** START Provided records **
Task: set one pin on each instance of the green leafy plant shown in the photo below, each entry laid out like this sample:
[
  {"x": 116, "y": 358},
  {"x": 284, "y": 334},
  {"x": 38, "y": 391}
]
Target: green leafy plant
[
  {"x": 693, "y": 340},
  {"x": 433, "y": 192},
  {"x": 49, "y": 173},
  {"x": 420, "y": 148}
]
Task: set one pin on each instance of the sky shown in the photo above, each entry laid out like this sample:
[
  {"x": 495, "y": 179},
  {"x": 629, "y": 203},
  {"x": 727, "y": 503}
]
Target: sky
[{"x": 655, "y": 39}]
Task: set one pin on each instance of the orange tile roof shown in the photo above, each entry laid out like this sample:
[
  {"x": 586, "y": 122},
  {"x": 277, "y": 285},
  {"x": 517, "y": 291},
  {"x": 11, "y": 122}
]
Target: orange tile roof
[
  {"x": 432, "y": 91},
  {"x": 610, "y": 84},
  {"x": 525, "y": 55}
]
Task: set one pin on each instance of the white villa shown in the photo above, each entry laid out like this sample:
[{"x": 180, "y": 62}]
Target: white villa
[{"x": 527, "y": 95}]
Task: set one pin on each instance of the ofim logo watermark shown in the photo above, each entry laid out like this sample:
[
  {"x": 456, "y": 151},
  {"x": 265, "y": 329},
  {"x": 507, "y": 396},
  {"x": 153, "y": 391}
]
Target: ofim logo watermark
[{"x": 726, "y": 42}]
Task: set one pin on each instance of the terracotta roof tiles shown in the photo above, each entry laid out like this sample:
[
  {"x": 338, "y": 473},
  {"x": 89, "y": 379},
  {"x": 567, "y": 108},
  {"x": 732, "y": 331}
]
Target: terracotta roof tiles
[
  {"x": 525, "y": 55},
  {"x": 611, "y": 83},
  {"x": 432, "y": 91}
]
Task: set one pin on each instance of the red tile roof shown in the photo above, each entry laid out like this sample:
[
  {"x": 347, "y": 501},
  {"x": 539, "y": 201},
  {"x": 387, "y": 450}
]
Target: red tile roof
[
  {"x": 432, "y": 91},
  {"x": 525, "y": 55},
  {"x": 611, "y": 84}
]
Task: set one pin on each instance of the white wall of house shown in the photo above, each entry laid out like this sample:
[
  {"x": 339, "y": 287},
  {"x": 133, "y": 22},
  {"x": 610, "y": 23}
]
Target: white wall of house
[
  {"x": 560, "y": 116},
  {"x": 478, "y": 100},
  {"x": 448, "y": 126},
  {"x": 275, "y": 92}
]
** END Provided records **
Can you repeat every line from the one with "Task: set one pin on each instance of the white villa" through the end of the entries, requests included, shifting each pin coordinate in the answers by adding 37 to it and leaving the sample coordinates unchanged?

* **Full answer**:
Task: set one pin on each instance of the white villa shown in the photo above, each entry laid out like this sample:
[{"x": 180, "y": 62}]
Target: white villa
[{"x": 564, "y": 132}]
Task: set one pin on each instance of the ofim logo watermark shown in the photo above, each entry laid out like this sample:
[
  {"x": 456, "y": 151},
  {"x": 265, "y": 329},
  {"x": 507, "y": 396},
  {"x": 153, "y": 391}
]
Target: ofim logo watermark
[{"x": 763, "y": 79}]
Task: set one pin on each instance of the terracotta roof tiles shown in the photo above, each entry laid out like this sample:
[
  {"x": 338, "y": 473},
  {"x": 89, "y": 379},
  {"x": 567, "y": 108},
  {"x": 732, "y": 331}
]
Target: terracotta roof tiles
[
  {"x": 562, "y": 92},
  {"x": 648, "y": 120},
  {"x": 469, "y": 128}
]
Task: set one pin on each instance of the red tile roof shown in the photo above, each entry laid out like this sample:
[
  {"x": 347, "y": 501},
  {"x": 539, "y": 201},
  {"x": 387, "y": 450}
]
Target: red tile roof
[
  {"x": 469, "y": 128},
  {"x": 562, "y": 92},
  {"x": 648, "y": 121}
]
Task: set one pin on each instance of the white wall of house shown in the photo above, each entry laid out like this sample:
[
  {"x": 339, "y": 287},
  {"x": 133, "y": 22},
  {"x": 610, "y": 23}
]
Target: white wall of house
[
  {"x": 597, "y": 153},
  {"x": 515, "y": 137},
  {"x": 485, "y": 163},
  {"x": 312, "y": 129}
]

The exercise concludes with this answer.